Saved entries
──────────
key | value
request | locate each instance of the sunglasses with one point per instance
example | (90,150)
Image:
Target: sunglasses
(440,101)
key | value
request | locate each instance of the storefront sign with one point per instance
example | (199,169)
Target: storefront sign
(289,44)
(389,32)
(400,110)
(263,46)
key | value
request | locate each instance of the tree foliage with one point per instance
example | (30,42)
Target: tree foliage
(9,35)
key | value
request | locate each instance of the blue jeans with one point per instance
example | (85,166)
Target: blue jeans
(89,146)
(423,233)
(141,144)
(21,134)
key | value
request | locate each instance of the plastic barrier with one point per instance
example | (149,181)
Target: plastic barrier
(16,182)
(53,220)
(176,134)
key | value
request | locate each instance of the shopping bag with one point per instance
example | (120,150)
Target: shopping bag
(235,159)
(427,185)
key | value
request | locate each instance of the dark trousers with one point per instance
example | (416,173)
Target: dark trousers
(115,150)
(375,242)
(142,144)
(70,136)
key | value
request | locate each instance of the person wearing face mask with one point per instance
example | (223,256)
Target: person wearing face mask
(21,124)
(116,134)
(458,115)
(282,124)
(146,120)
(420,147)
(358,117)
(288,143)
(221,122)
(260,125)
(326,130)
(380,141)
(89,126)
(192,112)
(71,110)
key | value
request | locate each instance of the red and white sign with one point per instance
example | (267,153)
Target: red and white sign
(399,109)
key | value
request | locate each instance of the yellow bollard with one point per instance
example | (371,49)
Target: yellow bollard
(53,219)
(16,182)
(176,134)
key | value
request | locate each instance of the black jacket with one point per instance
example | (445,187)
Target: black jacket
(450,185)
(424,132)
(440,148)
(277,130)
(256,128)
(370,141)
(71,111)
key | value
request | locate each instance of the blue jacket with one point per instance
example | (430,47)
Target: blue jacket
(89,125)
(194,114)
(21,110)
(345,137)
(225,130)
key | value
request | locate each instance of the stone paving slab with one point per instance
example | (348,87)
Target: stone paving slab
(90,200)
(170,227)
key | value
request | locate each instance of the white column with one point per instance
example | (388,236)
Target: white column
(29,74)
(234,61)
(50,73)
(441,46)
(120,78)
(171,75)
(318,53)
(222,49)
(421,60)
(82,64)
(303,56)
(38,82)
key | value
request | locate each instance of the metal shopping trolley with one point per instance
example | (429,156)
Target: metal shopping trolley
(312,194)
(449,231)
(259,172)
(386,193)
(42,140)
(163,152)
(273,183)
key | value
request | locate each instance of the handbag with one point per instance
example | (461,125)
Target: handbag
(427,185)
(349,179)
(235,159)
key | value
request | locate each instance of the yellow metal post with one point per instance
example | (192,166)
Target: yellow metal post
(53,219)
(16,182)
──────────
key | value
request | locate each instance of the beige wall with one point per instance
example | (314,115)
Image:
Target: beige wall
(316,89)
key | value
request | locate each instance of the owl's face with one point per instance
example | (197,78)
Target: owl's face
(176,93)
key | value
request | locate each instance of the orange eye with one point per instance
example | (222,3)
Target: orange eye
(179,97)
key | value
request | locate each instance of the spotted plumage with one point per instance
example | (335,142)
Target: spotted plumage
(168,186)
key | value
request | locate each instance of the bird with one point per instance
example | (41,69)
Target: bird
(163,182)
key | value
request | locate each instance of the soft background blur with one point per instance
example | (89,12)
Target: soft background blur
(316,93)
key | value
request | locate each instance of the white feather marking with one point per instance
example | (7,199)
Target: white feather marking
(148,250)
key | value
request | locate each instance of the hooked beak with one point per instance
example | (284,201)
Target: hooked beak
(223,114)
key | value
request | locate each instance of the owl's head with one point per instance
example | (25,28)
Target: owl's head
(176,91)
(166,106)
──────────
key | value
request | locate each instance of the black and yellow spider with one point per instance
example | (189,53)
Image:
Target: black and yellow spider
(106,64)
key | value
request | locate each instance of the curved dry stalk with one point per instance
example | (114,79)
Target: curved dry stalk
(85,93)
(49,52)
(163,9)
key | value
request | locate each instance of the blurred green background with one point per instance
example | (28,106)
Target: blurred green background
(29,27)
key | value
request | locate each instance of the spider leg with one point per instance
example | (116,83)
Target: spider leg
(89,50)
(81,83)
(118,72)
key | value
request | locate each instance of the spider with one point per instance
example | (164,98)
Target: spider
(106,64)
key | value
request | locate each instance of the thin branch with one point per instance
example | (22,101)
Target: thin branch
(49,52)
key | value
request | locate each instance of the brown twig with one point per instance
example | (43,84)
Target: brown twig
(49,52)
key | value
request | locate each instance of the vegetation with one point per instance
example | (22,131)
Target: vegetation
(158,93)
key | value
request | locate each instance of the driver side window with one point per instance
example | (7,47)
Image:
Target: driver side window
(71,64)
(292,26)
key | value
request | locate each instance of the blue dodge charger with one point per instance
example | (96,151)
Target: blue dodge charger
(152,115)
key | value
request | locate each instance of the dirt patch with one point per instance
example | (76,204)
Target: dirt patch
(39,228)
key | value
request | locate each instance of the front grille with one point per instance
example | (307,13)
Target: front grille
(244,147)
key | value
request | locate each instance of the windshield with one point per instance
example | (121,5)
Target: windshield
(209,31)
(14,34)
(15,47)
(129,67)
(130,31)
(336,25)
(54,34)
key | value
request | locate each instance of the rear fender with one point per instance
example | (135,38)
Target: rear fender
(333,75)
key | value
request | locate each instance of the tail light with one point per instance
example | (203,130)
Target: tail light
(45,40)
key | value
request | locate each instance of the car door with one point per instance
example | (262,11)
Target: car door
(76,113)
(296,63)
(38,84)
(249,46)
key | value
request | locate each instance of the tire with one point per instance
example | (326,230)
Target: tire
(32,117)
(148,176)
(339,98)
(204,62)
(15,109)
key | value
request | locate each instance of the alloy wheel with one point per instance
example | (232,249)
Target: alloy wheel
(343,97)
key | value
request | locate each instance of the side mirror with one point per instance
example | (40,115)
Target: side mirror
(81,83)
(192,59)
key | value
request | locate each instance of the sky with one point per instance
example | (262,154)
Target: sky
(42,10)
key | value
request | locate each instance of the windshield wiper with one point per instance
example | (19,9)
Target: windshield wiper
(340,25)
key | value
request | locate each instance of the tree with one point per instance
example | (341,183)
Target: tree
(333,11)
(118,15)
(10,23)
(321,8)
──────────
SHORT TASK:
Gather every line in the listing above that contains the word "trolley" and copy each one.

ANSWER:
request | locate each instance of the metal shopping trolley with one point per instance
Target: metal shopping trolley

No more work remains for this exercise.